INSTRUCTIONS FOR THE TASK » Put every line of the material below into a JSON list of strings, one string per line, and leave out blank lines.

EXTRACTED MATERIAL »
····················

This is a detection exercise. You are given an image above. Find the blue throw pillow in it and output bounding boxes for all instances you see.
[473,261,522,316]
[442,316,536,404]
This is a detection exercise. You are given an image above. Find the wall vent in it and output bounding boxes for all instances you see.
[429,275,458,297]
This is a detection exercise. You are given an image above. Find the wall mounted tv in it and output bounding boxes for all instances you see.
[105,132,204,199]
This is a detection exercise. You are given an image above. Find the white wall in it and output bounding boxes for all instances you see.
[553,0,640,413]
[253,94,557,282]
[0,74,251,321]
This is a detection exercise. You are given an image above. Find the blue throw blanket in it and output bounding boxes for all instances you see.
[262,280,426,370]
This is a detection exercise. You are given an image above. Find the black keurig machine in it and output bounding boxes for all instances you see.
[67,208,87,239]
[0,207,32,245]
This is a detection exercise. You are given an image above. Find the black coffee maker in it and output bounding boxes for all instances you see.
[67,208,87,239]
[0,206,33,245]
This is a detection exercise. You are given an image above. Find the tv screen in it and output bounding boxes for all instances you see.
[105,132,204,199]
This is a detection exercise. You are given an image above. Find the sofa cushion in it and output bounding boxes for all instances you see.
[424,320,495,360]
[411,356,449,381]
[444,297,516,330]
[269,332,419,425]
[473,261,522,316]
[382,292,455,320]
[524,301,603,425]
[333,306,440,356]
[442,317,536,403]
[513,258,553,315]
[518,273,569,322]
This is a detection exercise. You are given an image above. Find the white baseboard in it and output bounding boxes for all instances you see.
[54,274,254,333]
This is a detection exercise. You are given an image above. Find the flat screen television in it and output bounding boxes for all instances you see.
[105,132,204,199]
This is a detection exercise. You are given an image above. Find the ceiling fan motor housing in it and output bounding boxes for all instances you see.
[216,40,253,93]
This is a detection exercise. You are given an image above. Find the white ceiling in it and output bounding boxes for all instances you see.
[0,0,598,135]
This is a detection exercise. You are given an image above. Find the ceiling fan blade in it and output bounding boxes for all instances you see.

····················

EXERCISE RESULT »
[
  "This is a detection exercise. You are given an image above. Find the blue throw pillow in it and output bounding boxes for all instances you see.",
  "[473,261,522,316]",
  "[442,316,536,404]",
  "This is a detection exercise. You are given an image above. Find the wall vent in it and output bounding boxes for all instances you see.",
  "[429,275,458,297]",
  "This is a detection exercise. You are given an image above. Find the wall mounted tv in it and output bounding boxes for all instances you see.",
  "[105,132,204,199]",
  "This is a detection exercise. You are given an image above. Find the white wall in it and output bounding boxes for all instances you see.",
  "[553,0,640,413]",
  "[253,94,557,282]",
  "[0,74,251,321]",
  "This is a detection exercise. You are given an image above. Find the blue throw blanket in it and output bounding boxes for all instances you see.",
  "[262,280,426,370]",
  "This is a detection exercise. You are given an image above. Find the black keurig machine in it and output bounding boxes for all instances you see.",
  "[67,208,87,239]",
  "[0,207,32,245]",
  "This is a detection exercise. You are given an image above. Find the black coffee maker in it and output bounding boxes for all instances you see.",
  "[67,208,87,239]",
  "[0,206,33,245]",
  "This is a detection exercise. You are given an image above. Find the tv screen in it and output bounding boxes for all instances you see.",
  "[105,132,204,199]",
  "This is a detection exercise. You are given an image above. Find the sofa cushion in it and output bounding boxes for all instances you see.",
  "[424,320,495,360]",
  "[411,356,449,381]",
  "[444,297,516,330]",
  "[269,332,419,425]",
  "[473,261,522,316]",
  "[382,292,455,320]",
  "[524,301,603,425]",
  "[333,306,440,356]",
  "[442,317,536,403]",
  "[513,258,553,315]",
  "[518,273,569,322]",
  "This is a detection exercise. You are given an image above. Find the white baseboard in it and output bounding boxes for all instances you see.",
  "[54,274,254,333]",
  "This is a detection exercise. You are given an image above. Find the flat screen television in it and output bounding boxes for all instances you see.",
  "[105,132,204,199]",
  "This is a detection exercise. You are given an image above. Find the ceiling fan motor housing in it and output bounding boxes for all instances you see.",
  "[216,40,253,93]",
  "This is a detection exercise. You are given an image above. Find the white ceiling in it and output bounding boxes for all instances you see.",
  "[0,0,598,135]",
  "This is a detection exercise. You are given an image above. Find the ceiling fan blade in it and output bounding boxes for all instances you see."
]